■ Supplied records
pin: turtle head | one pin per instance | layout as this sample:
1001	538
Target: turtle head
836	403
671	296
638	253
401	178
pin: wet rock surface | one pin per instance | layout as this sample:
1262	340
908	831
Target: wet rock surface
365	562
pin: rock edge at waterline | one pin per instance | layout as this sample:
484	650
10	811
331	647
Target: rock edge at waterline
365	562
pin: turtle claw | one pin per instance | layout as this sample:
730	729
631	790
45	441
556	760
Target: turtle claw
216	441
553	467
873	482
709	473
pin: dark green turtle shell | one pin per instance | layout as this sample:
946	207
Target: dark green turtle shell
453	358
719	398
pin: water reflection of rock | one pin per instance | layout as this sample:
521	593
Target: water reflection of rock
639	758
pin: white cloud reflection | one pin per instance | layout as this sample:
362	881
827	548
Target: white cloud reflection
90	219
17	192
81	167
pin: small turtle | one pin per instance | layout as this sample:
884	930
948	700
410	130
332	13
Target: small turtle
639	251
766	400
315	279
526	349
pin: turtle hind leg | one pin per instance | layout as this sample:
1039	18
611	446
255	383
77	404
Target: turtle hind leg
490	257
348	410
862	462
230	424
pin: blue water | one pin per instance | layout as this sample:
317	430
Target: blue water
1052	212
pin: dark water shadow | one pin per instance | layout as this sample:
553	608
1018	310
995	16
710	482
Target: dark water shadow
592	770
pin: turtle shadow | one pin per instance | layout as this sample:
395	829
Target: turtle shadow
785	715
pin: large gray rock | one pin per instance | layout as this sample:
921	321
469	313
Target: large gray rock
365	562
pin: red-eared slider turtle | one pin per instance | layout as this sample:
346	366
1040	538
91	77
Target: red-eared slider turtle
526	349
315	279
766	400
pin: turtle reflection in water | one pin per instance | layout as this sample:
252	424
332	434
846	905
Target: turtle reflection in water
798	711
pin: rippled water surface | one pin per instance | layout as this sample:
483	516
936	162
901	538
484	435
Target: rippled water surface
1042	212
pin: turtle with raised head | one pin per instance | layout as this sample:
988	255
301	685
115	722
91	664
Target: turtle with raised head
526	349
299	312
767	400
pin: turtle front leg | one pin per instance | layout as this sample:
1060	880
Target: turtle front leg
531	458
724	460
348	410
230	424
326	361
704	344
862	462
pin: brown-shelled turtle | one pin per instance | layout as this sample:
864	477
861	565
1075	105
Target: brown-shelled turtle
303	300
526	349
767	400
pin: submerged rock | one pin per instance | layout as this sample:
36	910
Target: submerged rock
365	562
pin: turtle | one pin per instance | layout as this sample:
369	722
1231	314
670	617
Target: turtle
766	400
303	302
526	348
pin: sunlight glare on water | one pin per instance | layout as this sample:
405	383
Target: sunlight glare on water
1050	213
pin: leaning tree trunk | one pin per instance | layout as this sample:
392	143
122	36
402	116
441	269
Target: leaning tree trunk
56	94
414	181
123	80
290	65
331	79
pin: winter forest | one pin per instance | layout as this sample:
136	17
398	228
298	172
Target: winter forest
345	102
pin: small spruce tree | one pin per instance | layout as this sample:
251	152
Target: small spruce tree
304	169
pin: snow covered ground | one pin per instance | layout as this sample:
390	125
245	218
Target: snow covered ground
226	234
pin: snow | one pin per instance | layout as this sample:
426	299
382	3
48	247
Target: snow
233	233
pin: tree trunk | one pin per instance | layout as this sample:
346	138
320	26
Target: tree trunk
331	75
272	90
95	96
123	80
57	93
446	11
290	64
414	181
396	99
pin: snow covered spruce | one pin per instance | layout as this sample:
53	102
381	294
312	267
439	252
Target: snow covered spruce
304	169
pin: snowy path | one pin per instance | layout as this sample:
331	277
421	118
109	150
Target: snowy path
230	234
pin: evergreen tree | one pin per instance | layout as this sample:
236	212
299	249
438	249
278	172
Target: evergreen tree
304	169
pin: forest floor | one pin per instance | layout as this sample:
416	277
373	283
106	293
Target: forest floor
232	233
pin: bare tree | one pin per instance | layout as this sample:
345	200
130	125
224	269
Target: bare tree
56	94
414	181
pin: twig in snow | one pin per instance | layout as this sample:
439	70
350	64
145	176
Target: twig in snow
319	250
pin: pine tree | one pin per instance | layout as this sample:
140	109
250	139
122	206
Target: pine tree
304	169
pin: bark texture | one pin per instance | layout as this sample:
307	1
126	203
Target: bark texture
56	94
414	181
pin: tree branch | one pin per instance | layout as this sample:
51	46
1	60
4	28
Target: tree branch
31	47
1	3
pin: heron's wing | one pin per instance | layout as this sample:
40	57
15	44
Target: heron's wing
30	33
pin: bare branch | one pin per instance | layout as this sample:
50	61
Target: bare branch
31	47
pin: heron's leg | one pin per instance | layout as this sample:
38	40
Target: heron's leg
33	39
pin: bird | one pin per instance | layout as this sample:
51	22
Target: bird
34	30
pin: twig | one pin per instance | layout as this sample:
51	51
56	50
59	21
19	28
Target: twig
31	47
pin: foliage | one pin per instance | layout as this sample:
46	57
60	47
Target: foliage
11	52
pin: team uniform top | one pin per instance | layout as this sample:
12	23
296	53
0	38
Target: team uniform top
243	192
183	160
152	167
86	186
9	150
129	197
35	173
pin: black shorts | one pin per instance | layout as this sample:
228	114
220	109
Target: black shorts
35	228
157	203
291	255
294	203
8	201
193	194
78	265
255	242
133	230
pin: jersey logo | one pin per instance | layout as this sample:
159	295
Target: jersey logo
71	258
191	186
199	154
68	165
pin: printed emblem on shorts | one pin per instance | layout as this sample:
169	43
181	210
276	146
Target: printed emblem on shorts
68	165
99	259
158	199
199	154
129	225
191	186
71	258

■ Stated exercise
Return exactly the lines from the one containing "pin: snowy path" to the last line of the data, and nothing more.

■ Reply to the task
pin: snowy path | one pin per instance | layout as this sample:
331	277
421	118
109	150
Target: snowy path
230	234
pin: evergreen tree | one pin per instance | layout as this sample:
236	212
299	249
438	249
278	172
Target: evergreen tree
304	169
pin: forest floor | one pin per instance | layout as this sample:
416	277
373	283
106	293
Target: forest floor
232	233
pin: bare tree | one pin per instance | layout as this sample:
345	200
130	125
224	269
Target: bare tree
56	94
414	181
pin: twig in snow | one pin per instance | layout as this sample:
439	70
350	64
145	176
Target: twig in snow
319	250
pin: pine tree | one pin per instance | layout as this sample:
140	109
250	139
122	206
Target: pine tree
304	169
pin: bark texture | one pin per instance | layout as this sample:
307	1
126	203
Target: bark texture
56	94
414	181
pin: tree branch | one pin per instance | layout as this sample:
51	46
1	60
4	28
Target: tree branch
31	47
1	3
pin: heron's wing | one pin per instance | layout as this sample:
40	57
15	44
Target: heron's wing
30	33
pin: bare branch | one pin per instance | layout as this sample:
50	61
Target: bare branch
31	47
pin: heron's leg | one pin per instance | layout as this sample:
38	40
Target: heron's leg
33	39
pin: bird | one pin per instance | layout as this sample:
51	22
Target: bird
34	30
pin: twig | one pin per instance | layout as this sample:
51	51
56	50
59	21
19	28
Target: twig
31	47
pin: foliage | one pin per instance | layout as this sample:
46	57
60	47
Target: foliage
11	52
pin: team uniform top | one pin per instance | layout as this sample:
12	23
296	53
0	38
Target: team uniform top
243	192
183	160
152	167
86	186
9	150
129	197
35	173
pin: black shorts | one pin per instance | layout as this sample:
228	114
220	109
Target: black shorts
35	228
157	203
291	255
294	203
8	201
193	194
78	265
255	242
133	230
pin: jersey logo | one pin per instance | layout as this sample:
159	295
Target: jersey logo
71	258
191	186
199	154
68	165
pin: printed emblem on shorts | one pin per instance | layout as this sample:
169	43
181	210
276	146
Target: printed emblem on shorts
68	165
99	259
158	199
199	154
129	225
191	186
71	258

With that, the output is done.